### [WHAT TO DO]
Scale the items starting at the line containing "tailcoat in the picture above." and continuing through the end of the items. Repeat every line, request text included, but multiply each coordinate in the answers by 1.3 and round it to a whole number, with halves rounded up.

=== PROVIDED DATA ===

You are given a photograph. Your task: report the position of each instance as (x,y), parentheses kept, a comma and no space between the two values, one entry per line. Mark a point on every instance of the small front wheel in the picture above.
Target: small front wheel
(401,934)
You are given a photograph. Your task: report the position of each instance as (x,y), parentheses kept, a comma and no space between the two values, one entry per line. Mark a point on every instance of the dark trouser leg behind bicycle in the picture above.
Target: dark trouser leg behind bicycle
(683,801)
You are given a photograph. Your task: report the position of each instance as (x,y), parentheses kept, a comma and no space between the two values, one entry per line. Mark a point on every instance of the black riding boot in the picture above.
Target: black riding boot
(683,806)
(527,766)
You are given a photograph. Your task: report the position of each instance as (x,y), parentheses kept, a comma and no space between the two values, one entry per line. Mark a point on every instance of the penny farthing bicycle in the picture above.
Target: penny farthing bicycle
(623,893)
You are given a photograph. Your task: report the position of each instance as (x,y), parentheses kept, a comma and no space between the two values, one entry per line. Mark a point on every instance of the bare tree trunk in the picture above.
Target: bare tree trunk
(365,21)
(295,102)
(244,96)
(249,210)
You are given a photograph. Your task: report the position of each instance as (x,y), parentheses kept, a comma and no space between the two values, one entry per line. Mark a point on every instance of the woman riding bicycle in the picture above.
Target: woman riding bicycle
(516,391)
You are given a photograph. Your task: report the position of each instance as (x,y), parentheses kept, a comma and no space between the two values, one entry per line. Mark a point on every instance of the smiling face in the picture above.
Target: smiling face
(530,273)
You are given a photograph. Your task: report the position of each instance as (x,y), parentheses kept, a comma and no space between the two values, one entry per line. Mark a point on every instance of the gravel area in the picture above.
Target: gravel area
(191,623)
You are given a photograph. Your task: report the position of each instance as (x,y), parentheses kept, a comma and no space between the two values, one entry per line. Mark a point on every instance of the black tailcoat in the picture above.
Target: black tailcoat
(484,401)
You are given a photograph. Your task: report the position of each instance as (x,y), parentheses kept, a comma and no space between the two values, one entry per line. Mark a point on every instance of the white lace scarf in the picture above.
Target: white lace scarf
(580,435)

===

### [EXERCISE RESPONSE]
You are given a photograph. Your task: report the position of each instance as (x,y), parentheses kept, a comma and no space between the two values, one entry per line. Mark a point on every instance of the black tailcoat in the picture above.
Target: black tailcoat
(629,521)
You are given a photograph. Your task: report the position of each instance as (x,y), parentheses kept, a comma and no space between the two values, one entry per line. Mark a point on every instance of the white lace scarf in the picture above.
Target: white lace scarf
(754,566)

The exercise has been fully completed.